---------- Excerpt provided

An additional association analysis was performed to highlight the region of strongest association to the disease. We compared data from all 38 cases to that obtained from the 30 controls. Figure 3 shows the association results for the 658 variants with minor allele frequencies >10%. All but three of the 220 variants that associated strongly with SCCD (P values<1.0×10−7) were within a single 520.1 Kb locus that spanned CFA15:32,312,908–32,832,982 (Figure 3), which corresponded closely to the 526.6 Kb one recombination interval. This region was observed to contain an excellent candidate oncogene, KITLG, whose exons are located entirely within the locus of association.
With such an obvious candidate gene at the SCCD locus, we intensified our efforts to obtain better coverage of the KITLG region. We eventually resequenced 100% of the exons, 89.7% of the introns, and 79.3% of the 10 Kb region upstream of the first exon (Figure S1A). We examined the data for a causal variant, defined as a variant which was present in all STPO cases and for which the risk allele frequency differed significantly between cases and controls. However, none of the variants identified in the region met these criteria. In addition, no new variant demonstrated a stronger association with the disease than those we had previously identified (Figure 3).
Interbreed Haplotype Analysis
Since the STPO one and three recombination intervals are large, spanning 526.6 Kb and 813.0 Kb, respectively, we conducted an interbreed haplotype analysis to reduce the region of interest. We compared data from the 38 STPO cases with data from affected dogs of two other at-risk breeds: Giant Schnauzers (n = 28) and Briards (n = 11). All together, 536 variants with a median spacing of 472 bp were available for the STPO and Giant Schnauzer analysis, 821 variants with a median spacing 375 bp were evaluated for the STPO and Briard case comparison. Utilizing these variants, we scanned the STPO three recombination interval for the largest region where all Giant Schnauzer or Briard cases had at least one copy of the same haplotype as the majority of STPO cases.
The Giant Schnauzers had only one region greater than 50 Kb where all cases carried the same haplotype as the majority of STPO cases. This region was 75.1 Kb in length, from CFA15:32,832,982–32,908,071, and the shared haplotype was present in 34 of 38 STPO cases. There were, however, four discordant SNPs in the adjacent region in either the Giant Schnauzer and/or STPO cases (CFA15:32,724,674, CFA15:32,749,603, CFA15:32,795,285 and CFA15:32,832,982) that likely arose on the risk haplotype after the causal variant. Acting conservatively we excluded these four SNPs from consideration, thus expanding the provisional region of interest, which we defined as that shared between the Giant Schnauzer and STPO cases, from 75.1 Kb to 207.8 Kb (CFA15:32,700,300–32,908,071; Figure 4).
The black bar represents the STPO one recombination region. The blue bars indicate the results of the interbreed haplotype analyses comparing STPOs with Giant Schnauzers (top blue bar) and Briards (bottom blue bar). The red box outlines the 144.9 Kb consensus region. The triangle plot displays the LD patterns in STPO cases (n = 38) and controls (n = 30) for the 186 variants within the region. The black vertical lines within the triangle plot indicate the locations of the tagging SNPs or in/dels within each block.

--------------------
---------- Entries provided

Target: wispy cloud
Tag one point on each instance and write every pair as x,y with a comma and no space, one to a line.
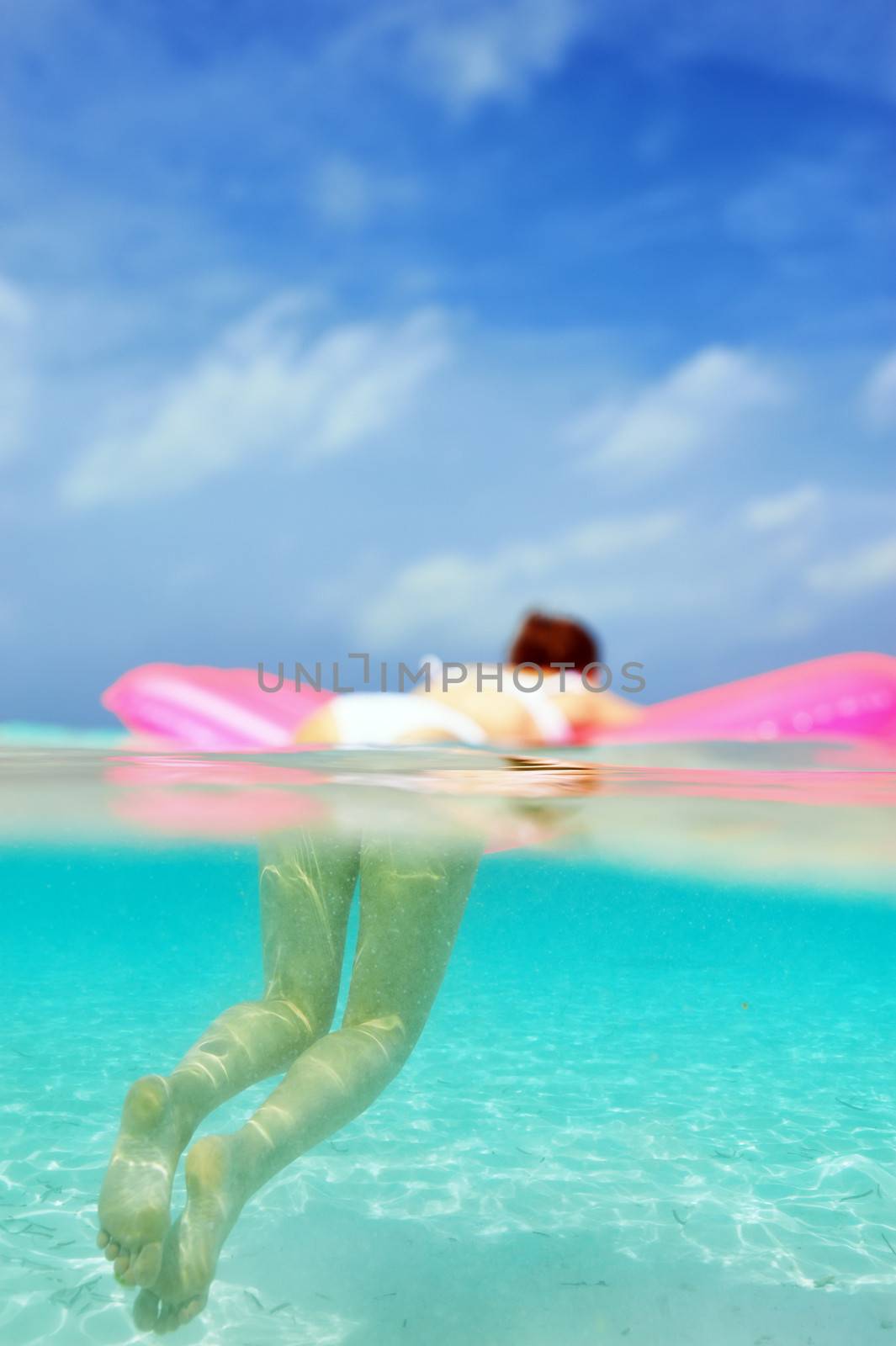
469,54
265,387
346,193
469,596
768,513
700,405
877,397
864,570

--------------------
---------- Entries provided

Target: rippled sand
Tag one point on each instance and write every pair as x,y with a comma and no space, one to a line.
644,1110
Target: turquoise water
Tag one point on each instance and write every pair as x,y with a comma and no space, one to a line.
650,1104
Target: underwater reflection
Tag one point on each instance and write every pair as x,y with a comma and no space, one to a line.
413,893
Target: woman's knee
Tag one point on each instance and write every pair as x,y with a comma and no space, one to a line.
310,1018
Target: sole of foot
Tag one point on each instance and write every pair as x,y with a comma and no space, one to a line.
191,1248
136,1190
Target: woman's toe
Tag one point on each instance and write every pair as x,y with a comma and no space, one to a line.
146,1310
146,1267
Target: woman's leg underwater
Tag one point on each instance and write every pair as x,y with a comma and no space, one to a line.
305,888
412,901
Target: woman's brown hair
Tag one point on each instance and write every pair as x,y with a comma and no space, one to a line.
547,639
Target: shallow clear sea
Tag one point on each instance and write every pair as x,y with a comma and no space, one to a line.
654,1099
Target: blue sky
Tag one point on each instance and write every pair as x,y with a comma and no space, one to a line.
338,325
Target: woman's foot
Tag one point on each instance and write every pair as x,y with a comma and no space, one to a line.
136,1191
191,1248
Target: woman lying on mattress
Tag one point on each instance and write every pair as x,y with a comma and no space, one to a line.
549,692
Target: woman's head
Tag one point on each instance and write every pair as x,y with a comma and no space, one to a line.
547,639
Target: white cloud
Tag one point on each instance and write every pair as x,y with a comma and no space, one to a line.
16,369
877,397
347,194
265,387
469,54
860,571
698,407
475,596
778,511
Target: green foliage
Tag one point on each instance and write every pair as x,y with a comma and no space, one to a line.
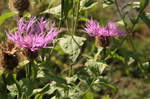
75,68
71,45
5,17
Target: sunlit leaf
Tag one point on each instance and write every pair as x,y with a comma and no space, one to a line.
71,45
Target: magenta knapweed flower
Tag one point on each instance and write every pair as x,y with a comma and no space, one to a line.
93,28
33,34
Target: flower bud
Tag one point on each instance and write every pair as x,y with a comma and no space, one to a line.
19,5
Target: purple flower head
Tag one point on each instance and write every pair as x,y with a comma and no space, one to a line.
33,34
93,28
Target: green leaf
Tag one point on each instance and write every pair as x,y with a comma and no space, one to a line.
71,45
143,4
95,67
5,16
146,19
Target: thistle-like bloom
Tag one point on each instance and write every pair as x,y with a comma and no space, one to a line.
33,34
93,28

--------------------

- _Check your understanding_:
A. Return the part of the excerpt on the SCCD locus starting with "With such an" and going on through "identified (Figure 3).".
B. From the excerpt on the SCCD locus, list the chromosomal positions of the four discordant SNPs that were excluded from consideration.
C. Continue the excerpt on the SCCD locus and its interbreed haplotype analysis, beginning after its final sentence.

- _Responses by item number_:
A.
With such an obvious candidate gene at the SCCD locus, we intensified our efforts to obtain better coverage of the KITLG region. We eventually resequenced 100% of the exons, 89.7% of the introns, and 79.3% of the 10 Kb region upstream of the first exon (Figure S1A). We examined the data for a causal variant, defined as a variant which was present in all STPO cases and for which the risk allele frequency differed significantly between cases and controls. However, none of the variants identified in the region met these criteria. In addition, no new variant demonstrated a stronger association with the disease than those we had previously identified (Figure 3).

B.
CFA15:32,724,674
CFA15:32,749,603
CFA15:32,795,285
CFA15:32,832,982

C.
The results of the interbreed haplotype analysis in the Briard cases were very similar to that of the Giant Schnauzer, although the Briards reduced the region of interest still further. Briards had only one region greater than 40 Kb for which all cases shared a haplotype with the majority of STPO cases, and it was the same as the initial Giant Schnauzer region (75.1 Kb from CFA15:32,832,982–32,908,071). The Briard cases were homozygous for the major STPO case haplotype, with the homozygosity extending to create a shared haplotype of 144.9 Kb between the Briard and STPO cases (CFA15:32,763,151–32,908,071; Figure 4), after discarding two of the discordant SNPs, described above, that also disrupted the Giant Schnauzer haplotype (CFA15:32,795,285 and CFA15:32,832,982). In summary, the largest overlapping region between STPO, Giant Schnauzer and Briard cases was the 144.9 Kb region that extends from CFA15:32,763,151 to 32,908,071.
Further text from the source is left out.